[RECORDS start]

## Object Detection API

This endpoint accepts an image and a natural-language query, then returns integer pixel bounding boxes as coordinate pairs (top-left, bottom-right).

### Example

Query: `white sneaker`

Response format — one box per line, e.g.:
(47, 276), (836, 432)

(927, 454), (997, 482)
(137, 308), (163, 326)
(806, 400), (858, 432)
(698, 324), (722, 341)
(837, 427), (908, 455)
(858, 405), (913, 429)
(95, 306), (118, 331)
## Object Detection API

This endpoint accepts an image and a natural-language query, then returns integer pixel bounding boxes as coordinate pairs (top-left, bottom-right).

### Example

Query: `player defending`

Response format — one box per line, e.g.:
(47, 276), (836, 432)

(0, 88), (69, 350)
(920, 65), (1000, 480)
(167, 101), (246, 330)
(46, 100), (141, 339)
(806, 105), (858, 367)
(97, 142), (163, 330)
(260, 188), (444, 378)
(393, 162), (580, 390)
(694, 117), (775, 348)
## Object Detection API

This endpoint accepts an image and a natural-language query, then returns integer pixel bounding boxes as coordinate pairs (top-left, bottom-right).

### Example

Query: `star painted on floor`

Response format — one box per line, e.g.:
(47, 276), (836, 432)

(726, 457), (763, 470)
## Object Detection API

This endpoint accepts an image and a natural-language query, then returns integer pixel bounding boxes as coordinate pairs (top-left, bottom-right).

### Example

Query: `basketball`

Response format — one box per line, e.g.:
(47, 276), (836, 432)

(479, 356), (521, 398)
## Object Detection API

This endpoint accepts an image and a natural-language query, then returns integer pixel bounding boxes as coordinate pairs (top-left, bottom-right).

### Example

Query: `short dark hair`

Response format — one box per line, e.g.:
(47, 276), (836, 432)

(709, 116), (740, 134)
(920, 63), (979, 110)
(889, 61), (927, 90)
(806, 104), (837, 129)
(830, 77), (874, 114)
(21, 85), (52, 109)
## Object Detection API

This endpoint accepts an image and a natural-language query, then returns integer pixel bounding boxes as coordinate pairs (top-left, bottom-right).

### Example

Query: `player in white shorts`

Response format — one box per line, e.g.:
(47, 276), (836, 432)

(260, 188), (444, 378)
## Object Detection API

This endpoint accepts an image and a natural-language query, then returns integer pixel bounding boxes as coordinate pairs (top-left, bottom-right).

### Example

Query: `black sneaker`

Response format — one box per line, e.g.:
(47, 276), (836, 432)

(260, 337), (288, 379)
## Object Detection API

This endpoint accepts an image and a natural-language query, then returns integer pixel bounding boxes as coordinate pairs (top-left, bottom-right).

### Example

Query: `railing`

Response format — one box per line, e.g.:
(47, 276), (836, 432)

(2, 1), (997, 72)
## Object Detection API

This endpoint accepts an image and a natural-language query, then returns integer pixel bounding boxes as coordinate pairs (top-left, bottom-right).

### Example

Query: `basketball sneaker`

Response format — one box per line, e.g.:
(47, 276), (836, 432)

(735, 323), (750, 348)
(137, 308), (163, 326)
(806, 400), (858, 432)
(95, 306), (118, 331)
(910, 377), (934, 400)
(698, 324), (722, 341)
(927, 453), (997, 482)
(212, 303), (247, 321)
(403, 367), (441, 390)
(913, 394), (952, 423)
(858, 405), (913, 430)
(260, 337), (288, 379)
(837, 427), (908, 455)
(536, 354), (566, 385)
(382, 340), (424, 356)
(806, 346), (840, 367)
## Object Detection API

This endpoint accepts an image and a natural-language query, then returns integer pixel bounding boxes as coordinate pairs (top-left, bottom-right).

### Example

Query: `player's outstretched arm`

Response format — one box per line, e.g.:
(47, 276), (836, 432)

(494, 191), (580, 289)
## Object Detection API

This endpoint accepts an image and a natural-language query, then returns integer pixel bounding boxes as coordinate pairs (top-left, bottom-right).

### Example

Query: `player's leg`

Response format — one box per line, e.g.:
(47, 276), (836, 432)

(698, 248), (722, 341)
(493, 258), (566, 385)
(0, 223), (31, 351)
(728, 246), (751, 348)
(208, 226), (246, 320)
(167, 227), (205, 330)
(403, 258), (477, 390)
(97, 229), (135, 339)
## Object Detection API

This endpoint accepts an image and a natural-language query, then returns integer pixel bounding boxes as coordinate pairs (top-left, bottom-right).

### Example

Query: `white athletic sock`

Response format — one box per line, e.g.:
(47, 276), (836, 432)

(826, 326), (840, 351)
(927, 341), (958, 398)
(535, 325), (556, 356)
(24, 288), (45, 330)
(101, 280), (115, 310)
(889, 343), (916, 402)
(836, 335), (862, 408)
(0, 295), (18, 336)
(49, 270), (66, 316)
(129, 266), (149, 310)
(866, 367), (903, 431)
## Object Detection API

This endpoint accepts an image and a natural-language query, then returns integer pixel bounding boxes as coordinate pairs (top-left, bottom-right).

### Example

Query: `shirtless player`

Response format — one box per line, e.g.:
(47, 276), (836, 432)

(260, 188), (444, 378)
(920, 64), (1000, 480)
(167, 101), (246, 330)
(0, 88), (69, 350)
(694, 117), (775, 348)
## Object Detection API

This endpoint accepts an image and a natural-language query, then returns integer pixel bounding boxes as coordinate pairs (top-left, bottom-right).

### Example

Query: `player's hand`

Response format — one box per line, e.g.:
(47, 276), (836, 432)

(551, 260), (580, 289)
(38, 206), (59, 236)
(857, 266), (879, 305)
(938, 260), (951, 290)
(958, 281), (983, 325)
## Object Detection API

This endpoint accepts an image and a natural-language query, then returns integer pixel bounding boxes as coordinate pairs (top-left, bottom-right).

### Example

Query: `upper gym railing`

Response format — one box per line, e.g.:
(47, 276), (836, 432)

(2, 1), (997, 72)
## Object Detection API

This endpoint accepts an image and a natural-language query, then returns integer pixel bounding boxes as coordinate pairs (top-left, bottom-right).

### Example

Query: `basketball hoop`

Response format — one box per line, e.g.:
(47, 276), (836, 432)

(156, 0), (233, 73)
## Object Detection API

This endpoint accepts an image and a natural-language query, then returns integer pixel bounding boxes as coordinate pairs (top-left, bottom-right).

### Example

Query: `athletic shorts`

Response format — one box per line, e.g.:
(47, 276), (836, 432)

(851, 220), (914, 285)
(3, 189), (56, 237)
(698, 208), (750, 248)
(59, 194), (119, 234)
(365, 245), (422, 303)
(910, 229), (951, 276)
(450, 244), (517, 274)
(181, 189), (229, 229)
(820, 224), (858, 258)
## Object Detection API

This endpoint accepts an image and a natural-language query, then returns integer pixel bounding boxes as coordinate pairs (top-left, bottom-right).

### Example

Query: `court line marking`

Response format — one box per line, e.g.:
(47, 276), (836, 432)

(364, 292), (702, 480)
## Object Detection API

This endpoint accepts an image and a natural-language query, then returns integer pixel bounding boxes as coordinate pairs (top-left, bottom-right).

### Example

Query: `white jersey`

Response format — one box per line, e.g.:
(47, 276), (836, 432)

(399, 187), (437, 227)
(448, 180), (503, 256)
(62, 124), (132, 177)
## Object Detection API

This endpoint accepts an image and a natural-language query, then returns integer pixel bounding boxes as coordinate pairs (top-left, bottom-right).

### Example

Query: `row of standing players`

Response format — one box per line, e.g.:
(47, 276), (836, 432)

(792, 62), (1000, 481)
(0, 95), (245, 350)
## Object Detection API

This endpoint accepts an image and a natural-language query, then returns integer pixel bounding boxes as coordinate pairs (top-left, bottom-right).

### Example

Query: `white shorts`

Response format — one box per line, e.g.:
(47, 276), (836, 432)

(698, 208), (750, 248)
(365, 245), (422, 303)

[RECORDS end]
[RECORDS start]

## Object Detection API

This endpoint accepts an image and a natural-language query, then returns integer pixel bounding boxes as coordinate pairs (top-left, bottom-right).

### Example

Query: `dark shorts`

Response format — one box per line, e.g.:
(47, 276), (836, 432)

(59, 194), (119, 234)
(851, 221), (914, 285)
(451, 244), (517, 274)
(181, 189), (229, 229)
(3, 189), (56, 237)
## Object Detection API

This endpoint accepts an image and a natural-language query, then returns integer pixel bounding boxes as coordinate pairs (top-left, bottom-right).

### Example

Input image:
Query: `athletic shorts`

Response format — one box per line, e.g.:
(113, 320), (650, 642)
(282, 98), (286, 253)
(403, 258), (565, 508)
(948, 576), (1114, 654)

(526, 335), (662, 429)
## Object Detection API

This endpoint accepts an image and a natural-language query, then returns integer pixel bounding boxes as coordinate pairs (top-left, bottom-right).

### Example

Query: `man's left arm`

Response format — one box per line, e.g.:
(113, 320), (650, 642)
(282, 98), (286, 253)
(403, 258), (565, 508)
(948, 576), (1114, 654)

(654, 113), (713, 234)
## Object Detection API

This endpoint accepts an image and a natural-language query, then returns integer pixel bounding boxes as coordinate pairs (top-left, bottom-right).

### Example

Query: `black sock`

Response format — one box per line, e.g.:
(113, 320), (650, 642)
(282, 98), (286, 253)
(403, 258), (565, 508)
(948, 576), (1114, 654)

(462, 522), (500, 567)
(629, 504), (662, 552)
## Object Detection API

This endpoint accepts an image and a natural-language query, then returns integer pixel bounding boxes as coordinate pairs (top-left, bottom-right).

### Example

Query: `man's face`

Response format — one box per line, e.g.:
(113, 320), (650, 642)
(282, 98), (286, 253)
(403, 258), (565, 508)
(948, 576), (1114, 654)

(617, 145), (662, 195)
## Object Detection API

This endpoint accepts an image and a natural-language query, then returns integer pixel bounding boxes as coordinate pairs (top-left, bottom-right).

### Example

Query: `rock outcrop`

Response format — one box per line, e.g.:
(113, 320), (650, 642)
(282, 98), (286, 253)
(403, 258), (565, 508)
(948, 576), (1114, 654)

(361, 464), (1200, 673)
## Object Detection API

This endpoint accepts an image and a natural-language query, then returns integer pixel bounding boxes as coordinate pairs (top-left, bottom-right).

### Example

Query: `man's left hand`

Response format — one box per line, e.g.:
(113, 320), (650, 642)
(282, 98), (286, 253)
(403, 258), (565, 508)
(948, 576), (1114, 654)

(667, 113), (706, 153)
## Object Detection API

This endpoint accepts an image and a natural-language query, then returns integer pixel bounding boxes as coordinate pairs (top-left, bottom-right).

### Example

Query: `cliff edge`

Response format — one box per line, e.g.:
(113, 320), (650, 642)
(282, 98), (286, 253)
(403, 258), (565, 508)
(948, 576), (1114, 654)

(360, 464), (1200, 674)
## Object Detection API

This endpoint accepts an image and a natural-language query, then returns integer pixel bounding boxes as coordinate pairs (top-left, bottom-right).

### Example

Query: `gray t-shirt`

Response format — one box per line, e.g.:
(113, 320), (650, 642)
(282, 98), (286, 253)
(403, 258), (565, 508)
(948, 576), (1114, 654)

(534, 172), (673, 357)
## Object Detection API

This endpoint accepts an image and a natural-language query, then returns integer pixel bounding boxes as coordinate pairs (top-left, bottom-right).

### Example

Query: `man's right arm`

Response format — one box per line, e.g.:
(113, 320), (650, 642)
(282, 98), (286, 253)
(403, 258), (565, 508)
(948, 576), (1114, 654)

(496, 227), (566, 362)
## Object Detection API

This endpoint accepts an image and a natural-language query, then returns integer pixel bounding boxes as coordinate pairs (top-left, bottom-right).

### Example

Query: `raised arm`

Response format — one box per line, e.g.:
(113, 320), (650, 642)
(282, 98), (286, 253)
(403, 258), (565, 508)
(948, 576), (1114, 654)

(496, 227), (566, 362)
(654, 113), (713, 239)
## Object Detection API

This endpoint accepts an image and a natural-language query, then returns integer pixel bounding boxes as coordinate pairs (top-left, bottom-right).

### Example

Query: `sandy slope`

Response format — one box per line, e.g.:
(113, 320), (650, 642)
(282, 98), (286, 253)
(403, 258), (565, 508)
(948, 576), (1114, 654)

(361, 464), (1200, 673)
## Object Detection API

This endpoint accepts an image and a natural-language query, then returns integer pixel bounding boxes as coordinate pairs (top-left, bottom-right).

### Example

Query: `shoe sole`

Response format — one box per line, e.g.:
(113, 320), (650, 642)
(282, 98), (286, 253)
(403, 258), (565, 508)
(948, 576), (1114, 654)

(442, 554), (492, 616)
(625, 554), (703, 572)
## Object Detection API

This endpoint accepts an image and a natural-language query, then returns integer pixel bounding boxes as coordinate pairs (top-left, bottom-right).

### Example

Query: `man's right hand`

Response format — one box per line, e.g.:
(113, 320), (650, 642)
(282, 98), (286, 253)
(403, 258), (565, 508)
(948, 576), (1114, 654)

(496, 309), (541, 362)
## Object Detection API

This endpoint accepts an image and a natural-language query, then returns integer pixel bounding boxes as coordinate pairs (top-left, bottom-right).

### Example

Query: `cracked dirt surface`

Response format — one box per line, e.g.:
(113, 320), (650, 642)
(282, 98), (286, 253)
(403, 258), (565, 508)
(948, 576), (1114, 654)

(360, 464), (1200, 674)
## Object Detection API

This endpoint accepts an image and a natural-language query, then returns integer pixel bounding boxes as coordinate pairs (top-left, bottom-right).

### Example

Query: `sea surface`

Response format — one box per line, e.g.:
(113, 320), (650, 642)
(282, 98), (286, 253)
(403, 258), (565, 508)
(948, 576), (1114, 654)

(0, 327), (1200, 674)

[RECORDS end]

- **TASK DESCRIPTION**: Find every line in the data above that contains the string "sneaker" and copy each one. Matching is case-sensitive.

- **EXERCISE RESULT**:
Query: `white sneaker`
Query: `black sneaker`
Query: `basketball sneaker`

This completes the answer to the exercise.